*REQUISITOS*
1/ Según el fragmento sobre la reforma de la política fiscal, ¿en qué tres planos plantean desafíos las circunstancias actuales del país?
2/ Duplica sin cambios las líneas de los registros que empiezan en la que contiene "Quality check round. The original labels for spruce" y siguen hasta el final de los registros, con ambos extremos incluidos.

##### FRAGMENTO PARA LEER

Jorge Gaggero*
Las presentes circunstancias de nuestro país plantean desafíos a la política fiscal en tres planos igualmente cruciales: el macroeconómico; el de los bienes públicos y la redistribución de ingresos; y el de la competitividad. Se desarrollará aquí un breve esbozo de una reforma orientado a encarar estos desafíos, siguiendo los lineamientos de un texto redactado por mí para el “Plan Fénix” (2006) a partir de una reflexión colectiva de un grupo de especialistas nacionales en cuestiones fiscales [ integrado por Orlando Braceli, Jorge Gaggero (coordinador), Jorge Macon, Marcos Makon, Alejandro Otero, José Sbatella, Angel Sciara y Salvador Treber].
Creo que es necesario primero, para una mejor comprensión de la propuesta, plantear algunas breves referencias acerca de la cuestión de la redistribución de los ingresos, en sus fases “primaria” y “secundaria” (y de sus intervinculaciones).
Las fases “primaria” y “secundaria” de la distribución de los ingresos
Los procesos redistributivos han resultado en Occidente, en general, de una larga y ardua tarea de construcción histórica por parte de las sociedades que han logrado altos estándares de bienestar y equidad, como consecuencia de la activa (pertinaz, puede decirse) participación de sus clases, segmentos sociales y asociaciones de diverso tipo. En suma, un proceso de edificación y defensa de nuevas instituciones que permitieron alcanzar y sostener tales estándares en un arduo proceso de avance y consolidación de tipo cultural. Resultan poco frecuentes, en cambio, los casos de “saltos históricos” que hayan logrado subsistir.
En cuanto al conjunto de políticas públicas apropiadas, varían de acuerdo a los respectivos procesos y diferencias estructurales de las sociedades nacionales. En aquéllas donde los mercados juegan un papel de alguna relevancia resulta importante, a efectos tanto analíticos como argumentativos, distinguir entre los procesos y políticas que definen la distribución denominada “primaria” de los que operan en la fase “secundaria”. La “primaria” es la fase de la distribución que resulta de la interacción de los mercados, la “sociedad civil” (u “organizaciones del pueblo”) y el Estado, con sus intervenciones y regulaciones de todo tipo, excepto la “propiamente fiscal” (vale decir, la que se realiza a través de la recaudación de impuestos y otros ingresos públicos y de la asignación del gasto público). La segunda, la “secundaria”, se refiere entonces a la “corrección” –usualmente progresiva, proequitativa- que realiza la acción fiscal del Estado a la “distribución primaria”, bastante inequitativa en todas partes.

##########
##### LOS DATOS

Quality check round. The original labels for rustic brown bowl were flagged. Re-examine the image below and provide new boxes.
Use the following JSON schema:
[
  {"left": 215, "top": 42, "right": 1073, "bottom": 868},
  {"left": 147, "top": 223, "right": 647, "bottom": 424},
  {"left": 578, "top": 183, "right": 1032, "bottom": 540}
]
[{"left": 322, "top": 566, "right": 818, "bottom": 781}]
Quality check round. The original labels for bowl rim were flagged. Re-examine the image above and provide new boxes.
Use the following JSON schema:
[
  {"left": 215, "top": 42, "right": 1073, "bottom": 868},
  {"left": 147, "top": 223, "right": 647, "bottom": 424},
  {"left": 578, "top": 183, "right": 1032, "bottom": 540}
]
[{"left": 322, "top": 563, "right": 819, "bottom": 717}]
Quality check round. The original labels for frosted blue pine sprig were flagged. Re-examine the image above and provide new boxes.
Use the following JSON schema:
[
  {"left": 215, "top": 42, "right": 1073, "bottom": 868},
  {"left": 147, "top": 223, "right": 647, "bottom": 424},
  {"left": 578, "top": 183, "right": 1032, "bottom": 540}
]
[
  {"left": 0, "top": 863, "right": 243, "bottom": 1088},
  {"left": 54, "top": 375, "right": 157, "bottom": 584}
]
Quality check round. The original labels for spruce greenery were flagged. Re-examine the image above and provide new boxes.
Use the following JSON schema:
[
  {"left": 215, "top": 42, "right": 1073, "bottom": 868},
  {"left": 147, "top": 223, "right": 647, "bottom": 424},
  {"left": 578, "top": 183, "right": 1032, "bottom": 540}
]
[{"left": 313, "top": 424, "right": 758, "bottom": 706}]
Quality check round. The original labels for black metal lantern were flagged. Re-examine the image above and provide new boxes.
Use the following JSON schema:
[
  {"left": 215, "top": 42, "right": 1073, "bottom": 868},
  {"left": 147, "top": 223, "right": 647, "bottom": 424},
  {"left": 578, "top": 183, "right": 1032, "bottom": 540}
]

##########

*RESULTADOS POR TAREA*
1/ En el plano macroeconómico, en el de los bienes públicos y la redistribución de ingresos, y en el de la competitividad.

2/
Quality check round. The original labels for spruce greenery were flagged. Re-examine the image above and provide new boxes.
Use the following JSON schema:
[
  {"left": 215, "top": 42, "right": 1073, "bottom": 868},
  {"left": 147, "top": 223, "right": 647, "bottom": 424},
  {"left": 578, "top": 183, "right": 1032, "bottom": 540}
]
[{"left": 313, "top": 424, "right": 758, "bottom": 706}]
Quality check round. The original labels for black metal lantern were flagged. Re-examine the image above and provide new boxes.
Use the following JSON schema:
[
  {"left": 215, "top": 42, "right": 1073, "bottom": 868},
  {"left": 147, "top": 223, "right": 647, "bottom": 424},
  {"left": 578, "top": 183, "right": 1032, "bottom": 540}
]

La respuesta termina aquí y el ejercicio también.